ARTIKEL ->
150 kV380 kVEliaNetstrategie

Meer dwarsregeling nodig in regionale netten

In een wisselstroomnet is dwarsregeling de enige manier waarmee de loadflow enigszins geografisch kan worden gestuurd in percentages. We vinden dwarsregeling in het koppelnet, maar ook de toepassing in regionale netten neemt toe. De situatie in België is daarin een bijzonder geval.

Het hoogspanningsnet is een zogeheten complex bedreven, vermaasd, hiërarchisch getrapt net. (Duitzelt het je? Doe dan de St(r)oomcursus.) In zo’n net zal het lopend vermogen, met een net woord de load, vanaf opwekkers vanzelf de weg met de minste weerstand zoeken naar afnemers. Soms zijn opwek en verbruik ruimtelijk goed verspreid en zijn er vrijwel geen langeafstandstransporten.

Maar als de opwek grootschalig op een andere plek zit dan het verbruik kan de load in een kleiner of groter deel van het netwerk een netto geografische richting hebben. Men spreekt dan van loadflow. Bijvoorbeeld vanaf de kust richting het binnenland, of van Noord- naar Zuid-Europa.

Sluipwegen minder aantrekkelijk maken

Meestal is het een fijne eigenschap dat loadflow in een wisselstroomnet zelf zijn geografische weg zoekt. Geen ingewikkeld gedoe met sturing of moeilijk regelwerk, de natuurkunde gaat zijn gang wel en zal er telkens voor zorgen dat vermogen de weg van de minste weerstand volgt. Maar als die weg voor heel veel vermogen langs dezelfde verbinding loopt die toevallig een gunstig tracé heeft, dan wreekt het zich en kan de verbinding overbelast raken. Het is dan nodig om een deel van het vermogen vriendelijk te verzoeken een andere weg te nemen zonder de gehele verbinding af te sluiten. En dat kan ook daadwerkelijk, door middel van dwarsregeling. De apparaten waarmee dit wordt gedaan heet een phase shifter, een fasehoekverdraaier, of de meest populaire naam, een dwarsregelaar of dwarsregeltransformator.

DOEL ->
Wat is volgens het artikel de meest populaire naam voor het apparaat waarmee dwarsregeling wordt uitgevoerd?

GEGEVENSSET ->

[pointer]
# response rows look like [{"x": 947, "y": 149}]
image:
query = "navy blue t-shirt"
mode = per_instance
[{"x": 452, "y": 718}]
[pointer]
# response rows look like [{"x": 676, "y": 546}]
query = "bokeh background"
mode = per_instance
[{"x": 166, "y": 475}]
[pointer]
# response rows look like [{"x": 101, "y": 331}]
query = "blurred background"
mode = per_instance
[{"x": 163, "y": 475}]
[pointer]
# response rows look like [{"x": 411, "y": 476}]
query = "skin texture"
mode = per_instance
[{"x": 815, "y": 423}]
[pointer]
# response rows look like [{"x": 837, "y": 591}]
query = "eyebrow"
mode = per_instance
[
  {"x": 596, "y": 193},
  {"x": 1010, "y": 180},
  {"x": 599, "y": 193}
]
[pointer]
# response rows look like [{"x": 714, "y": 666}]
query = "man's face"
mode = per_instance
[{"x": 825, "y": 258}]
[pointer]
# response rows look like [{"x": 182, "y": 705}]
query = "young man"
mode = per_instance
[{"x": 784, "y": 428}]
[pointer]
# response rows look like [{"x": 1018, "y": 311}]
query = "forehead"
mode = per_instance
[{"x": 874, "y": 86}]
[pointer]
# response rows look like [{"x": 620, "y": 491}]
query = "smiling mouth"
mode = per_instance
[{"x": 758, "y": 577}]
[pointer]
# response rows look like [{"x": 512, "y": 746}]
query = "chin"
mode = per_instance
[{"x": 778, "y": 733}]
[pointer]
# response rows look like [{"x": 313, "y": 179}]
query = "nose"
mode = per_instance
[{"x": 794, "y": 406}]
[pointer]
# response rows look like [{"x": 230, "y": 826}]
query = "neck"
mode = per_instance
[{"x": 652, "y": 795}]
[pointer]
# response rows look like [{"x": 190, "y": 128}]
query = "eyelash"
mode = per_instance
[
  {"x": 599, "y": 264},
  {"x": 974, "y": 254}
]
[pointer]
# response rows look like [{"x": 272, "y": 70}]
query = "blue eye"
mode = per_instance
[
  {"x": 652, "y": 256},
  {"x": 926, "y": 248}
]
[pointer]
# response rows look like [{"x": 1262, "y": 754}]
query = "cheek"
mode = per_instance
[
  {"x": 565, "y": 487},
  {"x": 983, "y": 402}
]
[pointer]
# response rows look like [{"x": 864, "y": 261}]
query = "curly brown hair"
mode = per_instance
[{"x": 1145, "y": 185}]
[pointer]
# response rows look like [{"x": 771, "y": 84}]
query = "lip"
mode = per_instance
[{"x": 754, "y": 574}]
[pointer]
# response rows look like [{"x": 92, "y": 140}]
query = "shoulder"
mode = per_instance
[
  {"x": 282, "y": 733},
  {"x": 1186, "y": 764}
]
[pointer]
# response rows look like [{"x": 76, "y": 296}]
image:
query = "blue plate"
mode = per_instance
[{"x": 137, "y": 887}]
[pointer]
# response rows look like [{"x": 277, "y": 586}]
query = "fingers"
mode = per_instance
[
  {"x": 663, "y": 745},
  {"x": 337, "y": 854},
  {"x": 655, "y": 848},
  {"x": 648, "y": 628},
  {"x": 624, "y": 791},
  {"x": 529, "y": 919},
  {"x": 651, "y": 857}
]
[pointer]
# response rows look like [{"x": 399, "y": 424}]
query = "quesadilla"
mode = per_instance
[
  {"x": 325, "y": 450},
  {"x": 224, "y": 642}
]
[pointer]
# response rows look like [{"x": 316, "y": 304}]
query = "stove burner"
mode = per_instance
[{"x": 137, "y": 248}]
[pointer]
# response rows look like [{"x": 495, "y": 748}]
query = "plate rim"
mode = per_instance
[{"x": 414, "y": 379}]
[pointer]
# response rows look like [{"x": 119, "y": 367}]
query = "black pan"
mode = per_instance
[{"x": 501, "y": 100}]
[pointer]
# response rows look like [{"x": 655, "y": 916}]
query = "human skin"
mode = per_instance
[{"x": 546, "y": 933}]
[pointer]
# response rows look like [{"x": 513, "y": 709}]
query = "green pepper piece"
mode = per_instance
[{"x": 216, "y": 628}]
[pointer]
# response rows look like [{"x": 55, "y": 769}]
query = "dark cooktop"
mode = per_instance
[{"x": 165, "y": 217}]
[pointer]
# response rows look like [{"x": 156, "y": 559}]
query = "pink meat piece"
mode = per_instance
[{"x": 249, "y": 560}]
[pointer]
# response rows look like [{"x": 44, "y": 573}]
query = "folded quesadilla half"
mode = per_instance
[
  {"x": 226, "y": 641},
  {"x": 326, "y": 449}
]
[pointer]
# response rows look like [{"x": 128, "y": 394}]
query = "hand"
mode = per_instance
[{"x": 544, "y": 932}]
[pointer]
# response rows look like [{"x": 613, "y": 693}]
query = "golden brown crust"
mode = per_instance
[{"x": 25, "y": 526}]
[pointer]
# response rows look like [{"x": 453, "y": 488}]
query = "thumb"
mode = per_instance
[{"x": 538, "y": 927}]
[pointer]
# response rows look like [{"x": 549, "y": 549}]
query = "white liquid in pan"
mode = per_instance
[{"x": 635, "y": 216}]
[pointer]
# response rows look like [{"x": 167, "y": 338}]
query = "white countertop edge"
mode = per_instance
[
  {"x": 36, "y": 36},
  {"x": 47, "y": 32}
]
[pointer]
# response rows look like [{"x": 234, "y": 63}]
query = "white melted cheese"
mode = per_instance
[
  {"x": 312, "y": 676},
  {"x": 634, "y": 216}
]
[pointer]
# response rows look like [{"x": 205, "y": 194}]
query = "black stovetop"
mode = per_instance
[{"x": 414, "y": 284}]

UITGEWERKTE OPLOSSING ->
Een dwarsregelaar of dwarsregeltransformator.